++++ Material provided

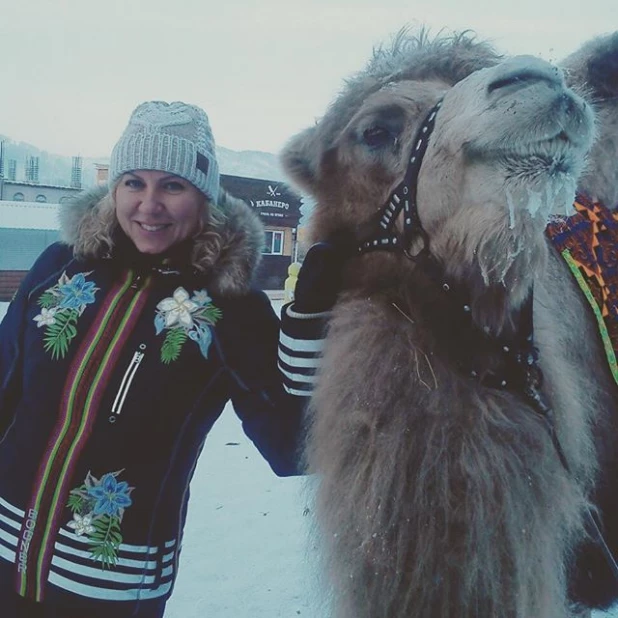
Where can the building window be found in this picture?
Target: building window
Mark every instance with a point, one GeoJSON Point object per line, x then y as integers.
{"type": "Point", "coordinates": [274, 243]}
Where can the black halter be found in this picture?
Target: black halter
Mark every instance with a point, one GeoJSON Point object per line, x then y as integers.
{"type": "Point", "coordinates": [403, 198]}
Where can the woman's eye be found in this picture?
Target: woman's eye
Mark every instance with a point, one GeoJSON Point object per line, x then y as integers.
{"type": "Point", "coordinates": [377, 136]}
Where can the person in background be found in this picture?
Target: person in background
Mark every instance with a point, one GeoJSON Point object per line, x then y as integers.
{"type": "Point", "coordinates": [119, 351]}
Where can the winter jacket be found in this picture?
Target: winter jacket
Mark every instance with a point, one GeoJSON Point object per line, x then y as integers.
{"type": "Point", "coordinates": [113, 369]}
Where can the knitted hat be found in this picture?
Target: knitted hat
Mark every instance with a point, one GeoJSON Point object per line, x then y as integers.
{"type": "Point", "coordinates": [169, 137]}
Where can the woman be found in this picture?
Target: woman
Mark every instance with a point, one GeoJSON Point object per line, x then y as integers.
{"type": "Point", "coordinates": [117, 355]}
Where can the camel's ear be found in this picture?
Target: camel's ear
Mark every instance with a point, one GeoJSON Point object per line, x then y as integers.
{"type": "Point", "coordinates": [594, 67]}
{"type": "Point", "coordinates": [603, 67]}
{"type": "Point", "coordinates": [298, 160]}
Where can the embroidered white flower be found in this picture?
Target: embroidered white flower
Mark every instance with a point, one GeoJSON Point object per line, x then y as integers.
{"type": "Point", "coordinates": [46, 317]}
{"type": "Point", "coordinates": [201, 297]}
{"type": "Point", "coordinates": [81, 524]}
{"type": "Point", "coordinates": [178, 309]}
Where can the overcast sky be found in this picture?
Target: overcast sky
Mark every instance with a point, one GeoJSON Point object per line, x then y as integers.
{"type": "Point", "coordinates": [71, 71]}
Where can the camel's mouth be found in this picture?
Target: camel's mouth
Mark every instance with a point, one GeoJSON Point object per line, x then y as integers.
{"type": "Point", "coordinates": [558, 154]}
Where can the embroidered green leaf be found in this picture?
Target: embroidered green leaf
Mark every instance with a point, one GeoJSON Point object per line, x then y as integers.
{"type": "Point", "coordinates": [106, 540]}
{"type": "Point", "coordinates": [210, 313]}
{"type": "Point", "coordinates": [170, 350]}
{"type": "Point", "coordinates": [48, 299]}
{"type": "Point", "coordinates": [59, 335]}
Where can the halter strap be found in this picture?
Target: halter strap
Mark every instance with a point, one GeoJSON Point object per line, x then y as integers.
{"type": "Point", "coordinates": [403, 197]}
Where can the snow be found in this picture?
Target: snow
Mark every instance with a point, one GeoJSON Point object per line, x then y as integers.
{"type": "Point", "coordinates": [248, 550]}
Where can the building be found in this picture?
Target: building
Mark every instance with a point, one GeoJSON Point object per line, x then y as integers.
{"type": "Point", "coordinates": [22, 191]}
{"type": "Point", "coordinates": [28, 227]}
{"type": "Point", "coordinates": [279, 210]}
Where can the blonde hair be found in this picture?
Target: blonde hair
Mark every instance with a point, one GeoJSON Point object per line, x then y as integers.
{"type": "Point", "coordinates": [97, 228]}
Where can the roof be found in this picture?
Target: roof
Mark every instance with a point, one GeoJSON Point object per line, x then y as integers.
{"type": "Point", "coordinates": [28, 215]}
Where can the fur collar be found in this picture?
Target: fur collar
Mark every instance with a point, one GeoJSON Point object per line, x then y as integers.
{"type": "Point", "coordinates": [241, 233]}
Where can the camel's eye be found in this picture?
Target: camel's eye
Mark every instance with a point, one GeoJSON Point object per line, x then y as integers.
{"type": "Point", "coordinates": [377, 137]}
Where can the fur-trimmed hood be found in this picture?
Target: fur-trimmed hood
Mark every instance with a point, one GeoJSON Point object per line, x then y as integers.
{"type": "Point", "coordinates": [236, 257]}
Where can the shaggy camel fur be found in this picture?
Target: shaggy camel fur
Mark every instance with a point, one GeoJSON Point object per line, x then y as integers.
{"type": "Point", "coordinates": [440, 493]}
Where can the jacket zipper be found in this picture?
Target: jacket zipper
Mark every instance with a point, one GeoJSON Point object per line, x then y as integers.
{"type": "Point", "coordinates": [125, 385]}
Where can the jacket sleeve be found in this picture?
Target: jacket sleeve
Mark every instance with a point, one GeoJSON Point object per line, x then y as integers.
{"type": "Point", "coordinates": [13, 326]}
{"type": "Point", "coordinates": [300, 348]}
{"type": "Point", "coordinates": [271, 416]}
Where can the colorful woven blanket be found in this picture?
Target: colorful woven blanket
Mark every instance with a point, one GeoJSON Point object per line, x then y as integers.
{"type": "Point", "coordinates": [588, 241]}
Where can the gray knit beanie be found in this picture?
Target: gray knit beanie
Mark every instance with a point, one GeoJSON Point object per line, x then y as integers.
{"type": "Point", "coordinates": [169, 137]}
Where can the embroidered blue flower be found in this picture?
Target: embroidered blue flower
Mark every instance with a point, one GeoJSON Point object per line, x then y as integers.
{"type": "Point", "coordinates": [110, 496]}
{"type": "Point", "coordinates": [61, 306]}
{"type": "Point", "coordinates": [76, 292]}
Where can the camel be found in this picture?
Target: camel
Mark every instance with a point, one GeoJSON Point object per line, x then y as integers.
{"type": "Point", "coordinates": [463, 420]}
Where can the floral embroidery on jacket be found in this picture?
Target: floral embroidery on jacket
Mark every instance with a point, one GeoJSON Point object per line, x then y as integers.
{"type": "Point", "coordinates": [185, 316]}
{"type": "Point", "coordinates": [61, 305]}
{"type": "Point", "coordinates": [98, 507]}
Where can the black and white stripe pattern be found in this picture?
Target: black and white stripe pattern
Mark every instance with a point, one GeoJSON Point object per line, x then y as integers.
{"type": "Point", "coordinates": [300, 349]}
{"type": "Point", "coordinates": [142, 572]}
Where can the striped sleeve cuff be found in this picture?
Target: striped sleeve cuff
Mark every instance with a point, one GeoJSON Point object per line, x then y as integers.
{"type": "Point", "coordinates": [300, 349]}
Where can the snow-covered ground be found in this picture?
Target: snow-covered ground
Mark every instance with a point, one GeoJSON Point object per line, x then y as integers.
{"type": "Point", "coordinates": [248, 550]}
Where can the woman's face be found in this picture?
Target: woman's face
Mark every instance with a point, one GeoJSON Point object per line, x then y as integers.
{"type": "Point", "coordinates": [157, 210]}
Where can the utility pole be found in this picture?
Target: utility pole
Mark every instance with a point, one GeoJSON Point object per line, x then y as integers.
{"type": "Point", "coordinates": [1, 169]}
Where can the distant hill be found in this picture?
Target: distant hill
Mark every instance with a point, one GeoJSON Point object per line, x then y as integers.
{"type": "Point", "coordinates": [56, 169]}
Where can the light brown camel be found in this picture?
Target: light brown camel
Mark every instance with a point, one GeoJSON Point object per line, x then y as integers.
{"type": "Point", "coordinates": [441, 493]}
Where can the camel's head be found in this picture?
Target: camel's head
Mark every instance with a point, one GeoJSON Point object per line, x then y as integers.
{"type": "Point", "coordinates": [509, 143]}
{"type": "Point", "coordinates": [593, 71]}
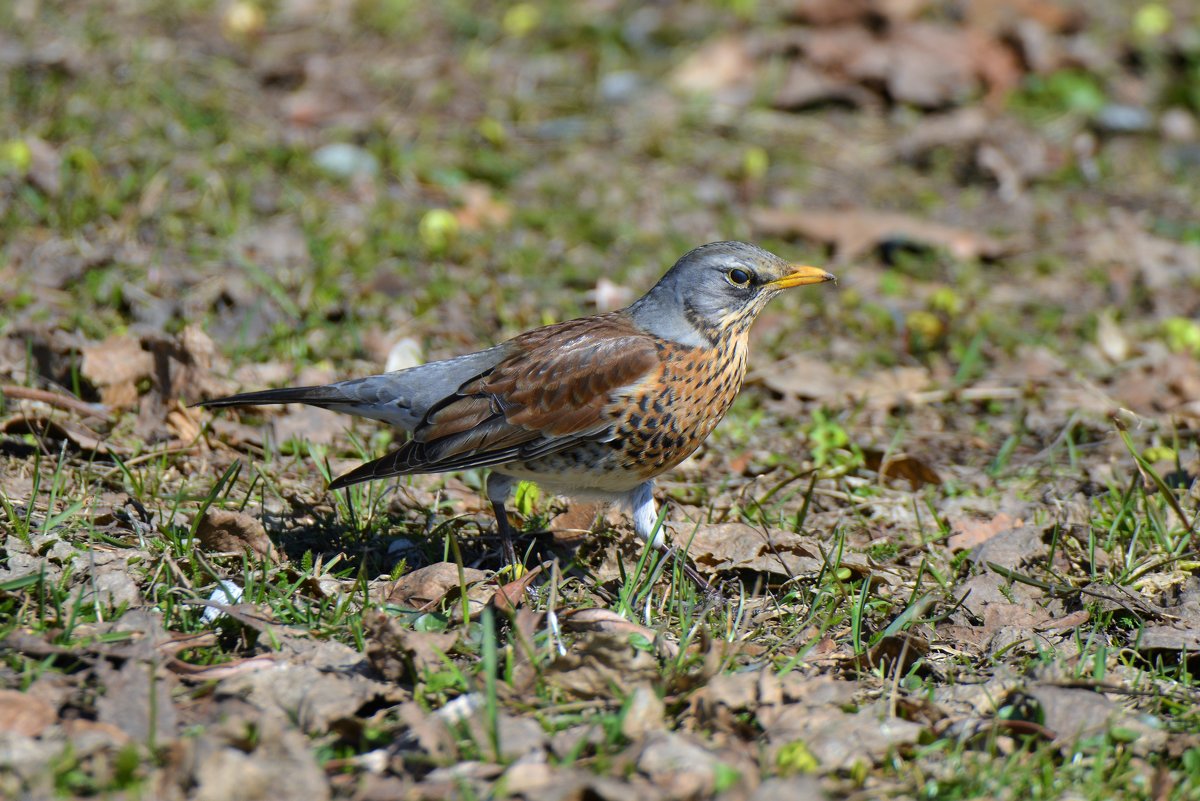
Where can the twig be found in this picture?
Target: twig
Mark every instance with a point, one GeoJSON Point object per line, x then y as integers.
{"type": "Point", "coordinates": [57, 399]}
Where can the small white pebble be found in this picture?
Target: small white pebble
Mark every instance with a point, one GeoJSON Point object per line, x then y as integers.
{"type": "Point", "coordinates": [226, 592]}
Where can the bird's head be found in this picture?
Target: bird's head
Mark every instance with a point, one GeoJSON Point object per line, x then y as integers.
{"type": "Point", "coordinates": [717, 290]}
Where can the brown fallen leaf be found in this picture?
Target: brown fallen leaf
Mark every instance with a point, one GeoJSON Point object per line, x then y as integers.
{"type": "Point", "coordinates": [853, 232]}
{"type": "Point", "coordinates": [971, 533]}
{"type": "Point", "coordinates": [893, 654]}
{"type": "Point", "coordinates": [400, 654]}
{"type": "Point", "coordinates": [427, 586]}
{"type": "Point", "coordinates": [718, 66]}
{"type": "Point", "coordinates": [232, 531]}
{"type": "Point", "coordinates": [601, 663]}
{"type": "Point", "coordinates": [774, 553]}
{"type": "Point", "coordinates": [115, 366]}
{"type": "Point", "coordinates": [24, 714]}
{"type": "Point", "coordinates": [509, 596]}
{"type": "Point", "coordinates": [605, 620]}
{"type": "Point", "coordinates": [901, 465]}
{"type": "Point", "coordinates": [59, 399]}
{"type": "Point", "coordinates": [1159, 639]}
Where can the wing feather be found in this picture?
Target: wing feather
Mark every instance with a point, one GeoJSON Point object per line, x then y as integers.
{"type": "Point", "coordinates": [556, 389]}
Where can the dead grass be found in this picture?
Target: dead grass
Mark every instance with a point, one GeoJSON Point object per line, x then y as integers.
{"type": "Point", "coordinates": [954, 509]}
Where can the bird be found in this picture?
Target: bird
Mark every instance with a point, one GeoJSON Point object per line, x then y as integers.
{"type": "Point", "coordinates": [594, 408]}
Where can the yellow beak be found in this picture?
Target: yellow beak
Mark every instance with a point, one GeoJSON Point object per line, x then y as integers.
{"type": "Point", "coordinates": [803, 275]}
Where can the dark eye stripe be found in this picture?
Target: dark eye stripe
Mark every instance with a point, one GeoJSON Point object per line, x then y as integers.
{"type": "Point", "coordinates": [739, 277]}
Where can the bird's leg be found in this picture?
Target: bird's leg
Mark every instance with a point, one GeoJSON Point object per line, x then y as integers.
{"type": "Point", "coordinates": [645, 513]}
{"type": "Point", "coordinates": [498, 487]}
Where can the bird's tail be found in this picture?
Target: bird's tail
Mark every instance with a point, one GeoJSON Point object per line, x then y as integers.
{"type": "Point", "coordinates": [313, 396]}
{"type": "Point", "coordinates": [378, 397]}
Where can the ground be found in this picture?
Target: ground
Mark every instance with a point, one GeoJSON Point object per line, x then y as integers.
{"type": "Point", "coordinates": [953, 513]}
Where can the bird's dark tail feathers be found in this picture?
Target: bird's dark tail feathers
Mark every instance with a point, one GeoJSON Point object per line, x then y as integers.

++++++++

§ Goal of the exercise
Each line from the one containing "Where can the yellow" to the end of the listing above should be copied exactly, and nothing else.

§ Full solution
Where can the yellow beak be found in this picture?
Target: yellow beak
Mark every instance with a point, one GeoJSON Point object per line, x then y as integers.
{"type": "Point", "coordinates": [803, 275]}
Where can the dark eye stripe be found in this picture?
Target: dark eye stripe
Mark every instance with a point, one GeoJSON Point object per line, x then y as integers.
{"type": "Point", "coordinates": [739, 277]}
Where can the bird's leg be found in this picture?
Target: bird's leg
Mark every instance with a point, one GeoJSON Point object per line, x then y as integers.
{"type": "Point", "coordinates": [645, 513]}
{"type": "Point", "coordinates": [498, 487]}
Where can the bird's tail be found in this picture?
Target: bird's tail
Mark every instance with a point, one GeoJSON Point object per line, x then y as integers.
{"type": "Point", "coordinates": [313, 396]}
{"type": "Point", "coordinates": [378, 397]}
Where can the ground be found in this picture?
Target: ground
Mark every instance with a point, one GeoJSON Point object per line, x then y as integers.
{"type": "Point", "coordinates": [953, 513]}
Where can the bird's dark tail feathers be found in this picture?
Target: bird's dark tail feathers
Mark every instance with a point, one GeoJSON Point object per line, x then y as integers.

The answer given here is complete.